What is being asked
From the listing that follows, extract every line and set it down unaltered.

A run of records
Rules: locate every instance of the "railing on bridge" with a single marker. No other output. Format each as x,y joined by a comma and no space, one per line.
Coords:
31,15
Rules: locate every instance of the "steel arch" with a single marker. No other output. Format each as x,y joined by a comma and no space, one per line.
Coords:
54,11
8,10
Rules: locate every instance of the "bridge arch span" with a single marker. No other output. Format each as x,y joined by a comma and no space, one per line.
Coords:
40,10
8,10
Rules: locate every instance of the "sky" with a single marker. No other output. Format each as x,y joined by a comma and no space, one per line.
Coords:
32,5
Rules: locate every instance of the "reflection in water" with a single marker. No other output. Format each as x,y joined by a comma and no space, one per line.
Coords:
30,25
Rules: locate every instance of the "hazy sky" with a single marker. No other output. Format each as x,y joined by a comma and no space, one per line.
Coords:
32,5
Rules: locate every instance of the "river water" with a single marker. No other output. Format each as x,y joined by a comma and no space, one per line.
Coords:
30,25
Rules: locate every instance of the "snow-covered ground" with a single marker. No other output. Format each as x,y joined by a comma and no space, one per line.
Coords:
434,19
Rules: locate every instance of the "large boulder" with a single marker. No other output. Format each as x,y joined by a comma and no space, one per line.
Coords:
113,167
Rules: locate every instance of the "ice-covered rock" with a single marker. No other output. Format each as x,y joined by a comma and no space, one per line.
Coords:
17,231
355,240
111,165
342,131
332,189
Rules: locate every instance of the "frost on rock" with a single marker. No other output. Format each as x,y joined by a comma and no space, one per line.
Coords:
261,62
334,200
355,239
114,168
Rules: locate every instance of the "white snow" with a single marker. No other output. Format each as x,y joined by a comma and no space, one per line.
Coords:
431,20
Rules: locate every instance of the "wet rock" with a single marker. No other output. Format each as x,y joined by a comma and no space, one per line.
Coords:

Correct output
Rules: locate every instance of the "railing on bridge" with a single marker. No other output. Format each as x,y joined by a comma and no space, one per line.
Coords:
31,15
Rules: locate every instance of the "steel arch" with a single marker. No other output. Format each as x,y joined by a comma and no space, one per line.
Coords:
54,11
8,10
Rules: locate every instance of the "bridge arch span" with a single marker. No other output. Format each as x,y joined by a comma and no space, one per line.
Coords:
40,10
8,10
Rules: locate every instance of the "sky" with a single marker. No other output. Format each as x,y joined by a comma and no space, one per line.
Coords:
32,5
Rules: locate every instance of the "reflection in water" with a single marker. No other output. Format each as x,y joined by a comma and no space, one per line.
Coords:
30,25
Rules: locate every instance of the "hazy sky" with a single marker. No other output. Format each as x,y joined by a comma and no space, one per line.
Coords:
32,5
Rules: locate every instance of the "river water" with a single marker. No other output. Format each as x,y joined by a comma and no space, one per line.
Coords:
30,25
Rules: locate every instance of the "snow-covered ground" with a single marker. No other output. Format each as x,y joined by a comma and no space, one per line.
Coords:
434,19
Rules: locate every instance of the "large boulder" with a single marker. No other output. Format each as x,y joined by a comma and no space, one per line.
Coords:
113,167
Rules: locate every instance of the "ice-covered rock" with a single marker. No other output. Format each as x,y joined by a comma and no space, one per line.
Coords:
17,231
355,240
111,165
342,131
332,189
Rules: locate every instance of the "frost on rock" with a single marker. No other output. Format each as x,y joined by a comma and no space, one per line.
Coords:
261,62
334,200
355,239
114,168
Rules: locate every instance of the "white snow" with a single marker. No other output. Format each as x,y joined by a comma and no space, one per line.
Coords:
431,20
Rules: locate every instance of the "wet rock" with a single marker. No other output. Format each as x,y joined by a comma and no space, one per line.
Coords:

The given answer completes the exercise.